(Dataset):

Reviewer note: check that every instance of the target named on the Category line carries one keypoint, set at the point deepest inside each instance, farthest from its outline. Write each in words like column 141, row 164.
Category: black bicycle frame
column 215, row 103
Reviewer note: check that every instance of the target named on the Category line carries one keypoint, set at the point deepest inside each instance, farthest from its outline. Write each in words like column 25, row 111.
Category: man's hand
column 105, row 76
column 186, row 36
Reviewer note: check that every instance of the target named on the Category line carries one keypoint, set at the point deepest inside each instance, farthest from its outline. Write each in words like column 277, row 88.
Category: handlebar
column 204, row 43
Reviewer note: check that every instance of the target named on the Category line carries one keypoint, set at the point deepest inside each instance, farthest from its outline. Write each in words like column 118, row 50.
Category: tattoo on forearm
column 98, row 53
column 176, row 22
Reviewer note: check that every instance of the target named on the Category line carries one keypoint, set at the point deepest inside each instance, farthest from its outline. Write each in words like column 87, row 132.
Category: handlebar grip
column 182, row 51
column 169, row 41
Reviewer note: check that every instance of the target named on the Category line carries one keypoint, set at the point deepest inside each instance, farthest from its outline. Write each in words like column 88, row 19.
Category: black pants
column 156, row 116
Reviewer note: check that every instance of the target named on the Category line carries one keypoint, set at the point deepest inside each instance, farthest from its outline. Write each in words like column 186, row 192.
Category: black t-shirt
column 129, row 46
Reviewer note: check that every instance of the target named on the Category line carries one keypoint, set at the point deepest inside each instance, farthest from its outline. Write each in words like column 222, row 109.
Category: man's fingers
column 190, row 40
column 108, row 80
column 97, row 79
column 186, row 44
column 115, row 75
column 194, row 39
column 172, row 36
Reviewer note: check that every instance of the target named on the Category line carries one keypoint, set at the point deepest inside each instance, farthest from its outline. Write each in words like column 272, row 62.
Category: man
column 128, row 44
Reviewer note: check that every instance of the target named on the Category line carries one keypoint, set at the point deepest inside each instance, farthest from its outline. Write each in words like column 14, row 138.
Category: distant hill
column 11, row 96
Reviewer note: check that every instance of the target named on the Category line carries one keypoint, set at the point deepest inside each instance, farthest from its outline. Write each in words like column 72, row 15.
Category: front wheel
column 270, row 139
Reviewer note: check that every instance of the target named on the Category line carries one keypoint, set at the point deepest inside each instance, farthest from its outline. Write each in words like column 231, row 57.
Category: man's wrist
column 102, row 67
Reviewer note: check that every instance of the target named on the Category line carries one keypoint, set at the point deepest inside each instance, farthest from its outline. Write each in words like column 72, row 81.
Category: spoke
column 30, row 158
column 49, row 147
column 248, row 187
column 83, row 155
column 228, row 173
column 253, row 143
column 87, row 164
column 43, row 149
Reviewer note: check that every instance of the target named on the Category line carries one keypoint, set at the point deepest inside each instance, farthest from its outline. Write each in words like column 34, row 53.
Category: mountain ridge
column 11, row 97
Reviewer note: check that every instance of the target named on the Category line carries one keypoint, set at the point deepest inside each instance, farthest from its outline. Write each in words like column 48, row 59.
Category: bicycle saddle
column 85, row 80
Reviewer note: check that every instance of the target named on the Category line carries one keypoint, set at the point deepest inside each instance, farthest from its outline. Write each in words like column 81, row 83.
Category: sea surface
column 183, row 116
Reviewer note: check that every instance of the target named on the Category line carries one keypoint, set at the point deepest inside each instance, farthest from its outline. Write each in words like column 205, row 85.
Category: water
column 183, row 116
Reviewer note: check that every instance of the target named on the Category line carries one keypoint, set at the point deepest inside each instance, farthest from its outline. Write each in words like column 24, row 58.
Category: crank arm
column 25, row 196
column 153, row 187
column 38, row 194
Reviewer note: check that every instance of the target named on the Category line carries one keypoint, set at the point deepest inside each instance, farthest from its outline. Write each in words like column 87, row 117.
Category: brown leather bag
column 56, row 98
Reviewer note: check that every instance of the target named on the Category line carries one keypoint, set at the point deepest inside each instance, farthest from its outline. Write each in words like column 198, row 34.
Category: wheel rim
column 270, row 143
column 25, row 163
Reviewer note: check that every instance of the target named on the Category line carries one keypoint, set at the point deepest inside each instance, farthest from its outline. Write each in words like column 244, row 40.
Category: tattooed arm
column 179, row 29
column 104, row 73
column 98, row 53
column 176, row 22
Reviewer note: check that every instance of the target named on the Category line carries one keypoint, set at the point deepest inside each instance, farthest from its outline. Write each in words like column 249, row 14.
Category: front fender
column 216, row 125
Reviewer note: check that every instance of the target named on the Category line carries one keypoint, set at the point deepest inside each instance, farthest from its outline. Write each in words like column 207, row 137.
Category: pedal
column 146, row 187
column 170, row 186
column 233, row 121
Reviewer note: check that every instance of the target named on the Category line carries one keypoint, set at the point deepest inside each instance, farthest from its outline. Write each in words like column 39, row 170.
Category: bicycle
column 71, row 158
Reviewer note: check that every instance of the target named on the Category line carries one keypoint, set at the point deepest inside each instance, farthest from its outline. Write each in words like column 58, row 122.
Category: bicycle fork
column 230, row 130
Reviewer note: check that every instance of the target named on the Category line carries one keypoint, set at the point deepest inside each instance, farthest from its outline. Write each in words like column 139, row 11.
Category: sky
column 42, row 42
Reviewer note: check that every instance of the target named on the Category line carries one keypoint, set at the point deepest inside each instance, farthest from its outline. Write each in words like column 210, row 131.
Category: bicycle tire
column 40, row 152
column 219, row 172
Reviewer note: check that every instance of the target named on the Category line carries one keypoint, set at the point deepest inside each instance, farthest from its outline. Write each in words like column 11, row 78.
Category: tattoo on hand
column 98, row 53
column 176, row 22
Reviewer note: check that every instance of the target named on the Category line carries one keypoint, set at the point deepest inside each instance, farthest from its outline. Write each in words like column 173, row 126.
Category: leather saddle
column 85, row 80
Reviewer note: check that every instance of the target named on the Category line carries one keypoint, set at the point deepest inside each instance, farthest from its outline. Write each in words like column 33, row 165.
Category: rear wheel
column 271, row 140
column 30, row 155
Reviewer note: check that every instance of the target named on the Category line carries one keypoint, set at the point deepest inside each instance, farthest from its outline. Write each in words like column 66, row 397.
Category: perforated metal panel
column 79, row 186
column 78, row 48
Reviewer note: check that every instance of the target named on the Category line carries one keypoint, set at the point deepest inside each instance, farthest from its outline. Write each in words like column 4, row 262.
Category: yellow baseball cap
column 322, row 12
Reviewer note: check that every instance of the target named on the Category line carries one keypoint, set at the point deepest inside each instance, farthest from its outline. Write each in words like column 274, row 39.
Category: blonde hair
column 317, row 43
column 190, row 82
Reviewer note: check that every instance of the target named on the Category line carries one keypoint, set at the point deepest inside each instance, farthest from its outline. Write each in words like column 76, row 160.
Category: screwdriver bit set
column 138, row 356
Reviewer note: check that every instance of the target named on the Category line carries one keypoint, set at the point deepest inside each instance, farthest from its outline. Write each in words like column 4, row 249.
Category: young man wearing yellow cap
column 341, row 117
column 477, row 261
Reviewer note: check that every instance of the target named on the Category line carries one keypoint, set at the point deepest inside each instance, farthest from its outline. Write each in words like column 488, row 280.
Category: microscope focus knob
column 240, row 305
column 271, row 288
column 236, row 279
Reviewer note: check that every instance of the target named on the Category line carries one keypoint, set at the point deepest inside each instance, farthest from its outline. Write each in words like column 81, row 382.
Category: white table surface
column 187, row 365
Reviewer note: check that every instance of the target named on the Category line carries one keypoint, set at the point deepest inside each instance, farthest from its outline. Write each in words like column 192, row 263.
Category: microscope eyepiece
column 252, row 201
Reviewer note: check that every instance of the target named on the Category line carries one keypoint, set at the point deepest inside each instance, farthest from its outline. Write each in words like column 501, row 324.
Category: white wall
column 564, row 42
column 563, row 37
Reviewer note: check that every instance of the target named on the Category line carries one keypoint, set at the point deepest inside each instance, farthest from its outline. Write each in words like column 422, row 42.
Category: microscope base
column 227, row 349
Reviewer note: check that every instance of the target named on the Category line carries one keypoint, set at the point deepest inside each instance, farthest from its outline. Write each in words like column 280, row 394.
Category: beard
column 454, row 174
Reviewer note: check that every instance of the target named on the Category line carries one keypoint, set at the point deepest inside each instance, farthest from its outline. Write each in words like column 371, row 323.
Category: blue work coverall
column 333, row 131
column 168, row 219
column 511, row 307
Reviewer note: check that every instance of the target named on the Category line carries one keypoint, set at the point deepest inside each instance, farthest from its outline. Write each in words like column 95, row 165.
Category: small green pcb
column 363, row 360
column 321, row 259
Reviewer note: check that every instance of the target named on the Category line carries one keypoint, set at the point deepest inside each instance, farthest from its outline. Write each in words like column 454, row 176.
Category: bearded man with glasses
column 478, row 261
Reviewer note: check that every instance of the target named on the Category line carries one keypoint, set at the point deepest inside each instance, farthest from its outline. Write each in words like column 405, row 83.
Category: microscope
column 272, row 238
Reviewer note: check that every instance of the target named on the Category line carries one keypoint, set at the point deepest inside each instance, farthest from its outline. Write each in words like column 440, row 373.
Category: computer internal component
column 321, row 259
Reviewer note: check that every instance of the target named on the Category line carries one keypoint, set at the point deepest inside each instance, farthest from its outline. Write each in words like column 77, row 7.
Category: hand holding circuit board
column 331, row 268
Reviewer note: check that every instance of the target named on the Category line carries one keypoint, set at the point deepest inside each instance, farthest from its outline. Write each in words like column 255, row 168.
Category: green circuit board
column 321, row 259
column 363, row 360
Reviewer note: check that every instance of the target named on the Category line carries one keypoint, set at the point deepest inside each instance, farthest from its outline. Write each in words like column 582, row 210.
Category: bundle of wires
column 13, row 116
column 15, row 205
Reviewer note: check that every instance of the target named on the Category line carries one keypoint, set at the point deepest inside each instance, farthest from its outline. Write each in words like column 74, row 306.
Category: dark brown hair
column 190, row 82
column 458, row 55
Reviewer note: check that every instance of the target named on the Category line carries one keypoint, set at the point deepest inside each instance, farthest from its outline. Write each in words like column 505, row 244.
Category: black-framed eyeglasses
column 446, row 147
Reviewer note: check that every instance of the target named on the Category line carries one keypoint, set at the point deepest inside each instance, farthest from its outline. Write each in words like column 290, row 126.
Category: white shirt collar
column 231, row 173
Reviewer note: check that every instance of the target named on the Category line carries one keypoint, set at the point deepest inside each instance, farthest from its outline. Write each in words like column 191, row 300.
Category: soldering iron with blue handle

(Work to be completed):
Starting at the line in the listing above that contains "39, row 170." and ending at the line that contains "column 230, row 130", output those lines as a JSON list of strings, one string per line, leaving out any blank lines.

(Answer):
[
  "Reviewer note: check that every instance of the target named on the Category line carries one keypoint, set at the point deepest inside each instance, farthest from its outline. Write each in words like column 39, row 170.",
  "Category: bicycle",
  "column 71, row 158",
  "Reviewer note: check that every instance of the target named on the Category line carries one keypoint, set at the point deepest inside each instance, farthest from its outline. Write each in words like column 58, row 122.",
  "Category: bicycle fork",
  "column 230, row 130"
]